--- Text passage Enclosed Below ---

Thursday, October 10, 2013

Jude's Birth Story: Part 1

Well, I disappeared for the rest of Jude's pregnancy, but here I am with his birth story!  I really fell out of blogging for a few months.  I was so busy enjoying my last few months with August (and I was so exhausted from taking care of August) that blogging fell to the back burner.  However, even though I didn't document the last several weeks of Jude's pregnancy, I want to document his birth.  It was quite different from his brother's!  You can read August's birth story HERE.

I'll do a quick recap of my pregnancy.  It was so much different than my pregnancy with August.  I was working during my pregnancy with August.  I ate tons of fast food, did not exercise, gained 51 pounds and developed preeclampsia.  I took much better care of my body this time around.  I took vigorous walks several times a week, and I watched what I ate.  I ate healthily for the most part, and I watched my portions on the food that wasn't so healthy.  I also got good sleep every night, and toward the end of my pregnancy, I got a nap every day.  I'm not sure of my total weight gain since I didn't check on it the last few midwife visits, but I think I gained around 35 pounds.  Oh that's another thing, I went with a midwife this time instead of an OBGYN.  Here are a few of my belly pictures with Jude!

--- End of Enclosed Text passage ---

* _Task requirements_
1. Sum up the blog post about Jude's birth in two sentences.
2. Extend the blog post about Jude's birth, starting after its final sentence.
The records have nothing to do with this.

--- Supplied data Enclosed Below ---

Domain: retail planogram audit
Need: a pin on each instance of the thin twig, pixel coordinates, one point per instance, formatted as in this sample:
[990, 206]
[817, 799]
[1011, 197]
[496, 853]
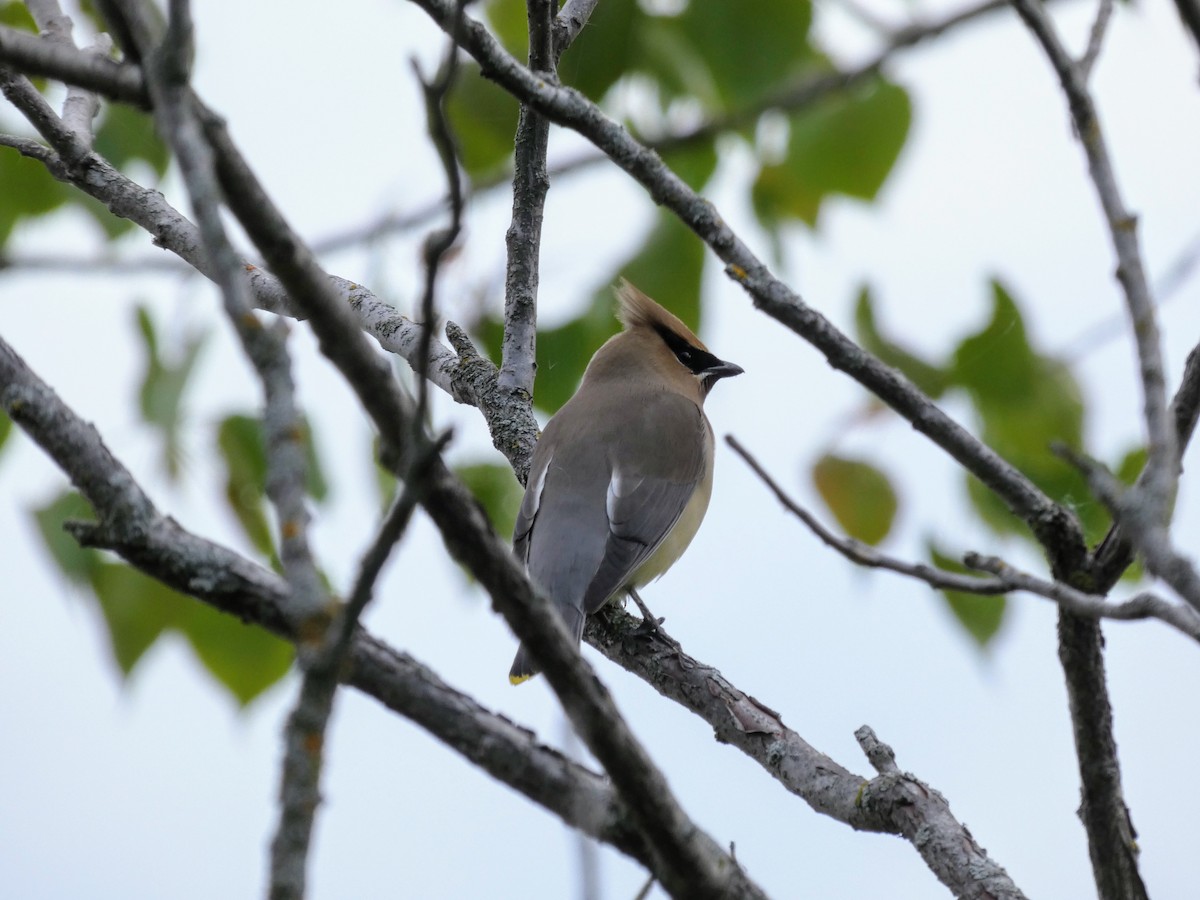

--- End of Enclosed Supplied data ---

* _Answers by task_
1. After a break of several months from blogging, the writer returns to document Jude's birth, which was quite different from August's. A recap of the pregnancy sets it against the one with August: that time brought fast food, no exercise, a 51-pound gain and preeclampsia, while this time brought vigorous walks, healthier eating, good sleep, a midwife instead of an OBGYN and an estimated gain of around 35 pounds.

2.
6 weeks ish?

10 weeks

13 weeks


14 weeks

15 weeks

23 weeks
 

26 weeks

27 weeks

30 weeks

31 weeks

33 weeks....He was really low that night!  It looks like a watermelon!
34 or 35 weeks
36 weeks....ready for my brother's wedding!
37 weeks
 
39 weeks
 
40 weeks at 5:30 a.m
 
 

Monday, August 26, 2013

Jude's birth story starts on Monday, August 26.  I was 39 weeks and 4 days pregnant.  I went to my midwife appointment that morning.  Up until this point, I had been experiencing some Braxton Hicks, but nothing timeable.  My blood pressure was reading a little bit high at the appointment at 140/90.  This was a bit concerning to my midwife since I developed preeclampsia in my previous pregnancy.  My feet and face were also starting to swell slightly, although it wasn't bad at all, just noticeable. I had gained 3 pounds in 5 days, so that was most likely water weight.  She checked me, and I was 1 cm dilated and about 70-80% effaced, same as I had been for weeks.  My midwife told me that she was starting to get nervous.  She said she really felt like we should induce by mid-week.  This was not the news I was expecting to hear.  I had every intention of making it to 41 weeks before I wanted to talk about induction.  However, I knew that if I did hold off, and I ended up developing preeclampsia, then I would have to endure the Magnesium Sulfate and all of the things that came with it (catheter, medications, probably epidural, etc.).  My goal was to have a 100% natural birth.  But, I knew that induction with a little Pitocin was better than an induction with Pitocin and Magnesium Sulfate.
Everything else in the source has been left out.